▶ TO DO
Using the entries below, write out the line with "the white baseboard;", the line with "of the electrical", and every line in between, exactly as each is written.

Natural-language object grounding data
Start of Block

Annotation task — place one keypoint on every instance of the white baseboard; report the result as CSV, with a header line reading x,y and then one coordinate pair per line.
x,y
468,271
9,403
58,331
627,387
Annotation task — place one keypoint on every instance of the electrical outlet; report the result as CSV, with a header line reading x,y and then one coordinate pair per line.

End of Block
Start of Block

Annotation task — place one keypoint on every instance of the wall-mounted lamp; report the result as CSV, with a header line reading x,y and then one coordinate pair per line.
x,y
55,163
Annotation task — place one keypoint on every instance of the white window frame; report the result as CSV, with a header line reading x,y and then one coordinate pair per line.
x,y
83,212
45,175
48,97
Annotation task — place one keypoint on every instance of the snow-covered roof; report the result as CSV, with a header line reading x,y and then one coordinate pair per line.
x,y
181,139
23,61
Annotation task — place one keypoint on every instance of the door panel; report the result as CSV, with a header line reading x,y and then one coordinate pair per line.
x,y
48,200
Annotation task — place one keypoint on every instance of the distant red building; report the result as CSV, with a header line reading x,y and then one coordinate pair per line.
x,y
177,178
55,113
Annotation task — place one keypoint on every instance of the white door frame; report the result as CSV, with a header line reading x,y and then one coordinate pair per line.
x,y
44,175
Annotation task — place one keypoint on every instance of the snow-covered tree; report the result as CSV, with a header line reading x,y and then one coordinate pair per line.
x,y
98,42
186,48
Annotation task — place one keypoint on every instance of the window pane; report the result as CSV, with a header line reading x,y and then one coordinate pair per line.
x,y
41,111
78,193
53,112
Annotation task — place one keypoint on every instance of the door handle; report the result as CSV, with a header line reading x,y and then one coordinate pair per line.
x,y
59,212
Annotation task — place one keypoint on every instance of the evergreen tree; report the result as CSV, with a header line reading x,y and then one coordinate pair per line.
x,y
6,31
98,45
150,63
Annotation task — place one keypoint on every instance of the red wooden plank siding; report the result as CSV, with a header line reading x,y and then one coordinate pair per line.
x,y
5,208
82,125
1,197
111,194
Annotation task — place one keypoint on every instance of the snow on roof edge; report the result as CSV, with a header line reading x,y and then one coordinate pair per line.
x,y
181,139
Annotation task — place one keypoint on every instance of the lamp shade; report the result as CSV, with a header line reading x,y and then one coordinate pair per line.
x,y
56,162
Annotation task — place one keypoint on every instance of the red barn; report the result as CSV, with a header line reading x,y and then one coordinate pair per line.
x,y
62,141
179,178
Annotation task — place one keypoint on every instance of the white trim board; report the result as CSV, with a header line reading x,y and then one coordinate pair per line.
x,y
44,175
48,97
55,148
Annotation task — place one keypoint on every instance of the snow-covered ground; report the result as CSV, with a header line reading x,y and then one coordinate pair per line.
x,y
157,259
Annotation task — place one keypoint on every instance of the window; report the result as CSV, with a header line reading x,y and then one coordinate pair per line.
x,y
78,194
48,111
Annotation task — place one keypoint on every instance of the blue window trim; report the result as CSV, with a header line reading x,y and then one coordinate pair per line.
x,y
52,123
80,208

End of Block
Start of Block

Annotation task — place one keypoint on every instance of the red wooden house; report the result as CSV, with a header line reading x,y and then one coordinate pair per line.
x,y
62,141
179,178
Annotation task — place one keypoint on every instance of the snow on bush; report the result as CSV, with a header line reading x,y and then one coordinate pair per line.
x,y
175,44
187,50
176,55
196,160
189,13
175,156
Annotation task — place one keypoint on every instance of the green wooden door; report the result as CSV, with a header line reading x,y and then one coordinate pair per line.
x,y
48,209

End of Block

▶ EXPECTED ANSWER
Annotation task — place one keypoint on every instance of the white baseboard; report the result as CSV, with a header line reading x,y and then one coordinate pair per line.
x,y
468,271
9,403
58,331
627,387
Annotation task — place one keypoint on every instance of the electrical outlet; report the result as CSV, with a header line reading x,y and then one coordinate pair per line.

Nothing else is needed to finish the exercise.